Tantangan 1 ->
Salin ulang seluruh teks tentang bencana banjir dan longsor kata demi kata, tanpa mengubah apa pun.

Teks yang Diberikan ->
········
BANJIR bandang dan longsor menjadi bencana yang akhir-akhir ini terjadi di tanah air. Banjir di Humbang Hasundutan di tepi Danau Toba, Sumatera Utara, yang belum lama terjadi adalah dua dari tiga jenis bencana hidrometeorologi. Peringatan bencana hidrometeorologi sudah diumumkan pemerintah sejak Indonesia memasuki awal musim hujan bulan Oktober tahun lalu.
Bencana banjir, banjir bandang, dan tanah longsor menjadi bencana rutin tahunan bagi daerah-daerah yang menjadi langganannya. Bahkan semakin hari daerah bencana hidrometeorologi semakin meluas dan masif. Selama ini, penyebab bencana hidrometeorologi adalah cuaca ekstrem yang menjadi fenomena global akibat perubahan iklim.
········
Catatan yang Diberikan ->
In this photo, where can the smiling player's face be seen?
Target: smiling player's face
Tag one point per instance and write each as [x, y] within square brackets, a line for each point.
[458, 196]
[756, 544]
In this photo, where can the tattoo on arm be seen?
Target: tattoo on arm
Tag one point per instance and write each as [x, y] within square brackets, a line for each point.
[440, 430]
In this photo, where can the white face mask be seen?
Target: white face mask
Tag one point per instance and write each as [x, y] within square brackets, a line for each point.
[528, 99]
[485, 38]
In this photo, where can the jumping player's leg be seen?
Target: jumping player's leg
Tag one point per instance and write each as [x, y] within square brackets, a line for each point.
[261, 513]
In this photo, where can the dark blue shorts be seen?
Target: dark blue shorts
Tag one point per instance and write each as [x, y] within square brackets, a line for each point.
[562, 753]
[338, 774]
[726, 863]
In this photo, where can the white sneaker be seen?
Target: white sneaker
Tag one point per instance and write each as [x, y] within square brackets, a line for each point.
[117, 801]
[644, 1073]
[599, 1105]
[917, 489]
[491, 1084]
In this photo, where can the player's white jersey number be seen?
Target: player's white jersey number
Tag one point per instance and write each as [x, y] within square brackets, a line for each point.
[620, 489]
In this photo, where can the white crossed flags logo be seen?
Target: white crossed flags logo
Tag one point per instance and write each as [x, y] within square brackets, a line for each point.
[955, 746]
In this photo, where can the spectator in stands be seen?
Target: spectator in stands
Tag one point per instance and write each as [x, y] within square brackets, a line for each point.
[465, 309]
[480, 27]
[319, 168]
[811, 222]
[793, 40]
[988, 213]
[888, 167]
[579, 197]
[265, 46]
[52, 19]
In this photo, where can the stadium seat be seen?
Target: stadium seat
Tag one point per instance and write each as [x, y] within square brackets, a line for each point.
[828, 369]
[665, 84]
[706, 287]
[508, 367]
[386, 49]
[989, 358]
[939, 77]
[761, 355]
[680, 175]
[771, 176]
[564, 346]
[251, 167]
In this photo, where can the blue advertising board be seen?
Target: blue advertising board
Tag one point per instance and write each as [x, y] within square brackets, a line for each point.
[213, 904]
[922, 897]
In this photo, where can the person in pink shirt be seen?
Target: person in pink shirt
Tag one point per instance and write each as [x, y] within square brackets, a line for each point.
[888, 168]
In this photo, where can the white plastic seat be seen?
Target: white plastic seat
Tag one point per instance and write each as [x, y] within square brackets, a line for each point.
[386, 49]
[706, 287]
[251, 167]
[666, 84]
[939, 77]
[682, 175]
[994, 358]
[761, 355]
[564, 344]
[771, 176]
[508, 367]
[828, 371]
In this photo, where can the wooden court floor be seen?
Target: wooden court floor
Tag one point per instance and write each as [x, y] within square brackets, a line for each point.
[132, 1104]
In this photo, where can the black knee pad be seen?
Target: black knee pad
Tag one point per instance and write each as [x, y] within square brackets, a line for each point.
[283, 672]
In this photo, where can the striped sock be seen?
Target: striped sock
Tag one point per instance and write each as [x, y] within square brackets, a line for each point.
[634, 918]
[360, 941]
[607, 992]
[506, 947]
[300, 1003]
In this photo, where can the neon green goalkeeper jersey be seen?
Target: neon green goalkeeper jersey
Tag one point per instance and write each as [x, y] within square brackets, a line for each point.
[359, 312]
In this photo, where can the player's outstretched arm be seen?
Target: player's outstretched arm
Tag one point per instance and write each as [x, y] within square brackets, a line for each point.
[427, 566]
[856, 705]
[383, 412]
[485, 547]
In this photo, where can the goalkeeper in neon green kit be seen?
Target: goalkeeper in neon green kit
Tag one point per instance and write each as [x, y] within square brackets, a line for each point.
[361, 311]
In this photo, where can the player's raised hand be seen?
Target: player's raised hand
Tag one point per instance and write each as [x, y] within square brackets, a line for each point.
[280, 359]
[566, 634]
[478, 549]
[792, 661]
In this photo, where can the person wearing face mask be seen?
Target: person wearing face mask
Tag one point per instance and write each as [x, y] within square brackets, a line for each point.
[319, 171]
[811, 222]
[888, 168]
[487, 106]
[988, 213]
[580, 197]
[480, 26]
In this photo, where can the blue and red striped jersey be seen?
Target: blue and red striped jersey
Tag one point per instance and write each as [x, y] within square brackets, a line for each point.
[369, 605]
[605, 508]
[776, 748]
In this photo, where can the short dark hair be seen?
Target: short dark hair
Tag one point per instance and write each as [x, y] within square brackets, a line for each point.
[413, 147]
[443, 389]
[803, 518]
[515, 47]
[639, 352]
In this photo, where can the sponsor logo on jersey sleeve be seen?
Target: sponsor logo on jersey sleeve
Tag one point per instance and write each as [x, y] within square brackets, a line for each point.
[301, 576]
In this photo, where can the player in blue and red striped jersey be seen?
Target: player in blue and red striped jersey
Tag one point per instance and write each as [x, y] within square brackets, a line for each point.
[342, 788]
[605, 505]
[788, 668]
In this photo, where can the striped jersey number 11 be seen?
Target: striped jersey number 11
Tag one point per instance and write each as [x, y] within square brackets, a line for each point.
········
Tantangan 2 ->
Di dalam catatan, tulis ulang bagian yang dimulai dari baris berisi "In this photo, where can the tattoo" sampai baris berisi "[491, 1084]", termasuk kedua baris itu. Ganti setiap "white" menjadi "cream" dan biarkan semua yang lain tetap sama.

Jawaban 1 ->
BANJIR bandang dan longsor menjadi bencana yang akhir-akhir ini terjadi di tanah air. Banjir di Humbang Hasundutan di tepi Danau Toba, Sumatera Utara, yang belum lama terjadi adalah dua dari tiga jenis bencana hidrometeorologi. Peringatan bencana hidrometeorologi sudah diumumkan pemerintah sejak Indonesia memasuki awal musim hujan bulan Oktober tahun lalu.
Bencana banjir, banjir bandang, dan tanah longsor menjadi bencana rutin tahunan bagi daerah-daerah yang menjadi langganannya. Bahkan semakin hari daerah bencana hidrometeorologi semakin meluas dan masif. Selama ini, penyebab bencana hidrometeorologi adalah cuaca ekstrem yang menjadi fenomena global akibat perubahan iklim.

Jawaban 2 ->
In this photo, where can the tattoo on arm be seen?
Target: tattoo on arm
Tag one point per instance and write each as [x, y] within square brackets, a line for each point.
[440, 430]
In this photo, where can the cream face mask be seen?
Target: cream face mask
Tag one point per instance and write each as [x, y] within square brackets, a line for each point.
[528, 99]
[485, 38]
In this photo, where can the jumping player's leg be seen?
Target: jumping player's leg
Tag one point per instance and write each as [x, y] within square brackets, a line for each point.
[261, 513]
In this photo, where can the dark blue shorts be seen?
Target: dark blue shorts
Tag one point per instance and write each as [x, y] within square brackets, a line for each point.
[562, 753]
[338, 774]
[726, 863]
In this photo, where can the cream sneaker be seen?
Target: cream sneaker
Tag one point per instance and write each as [x, y] within square brackets, a line for each point.
[117, 801]
[644, 1073]
[599, 1105]
[917, 489]
[491, 1084]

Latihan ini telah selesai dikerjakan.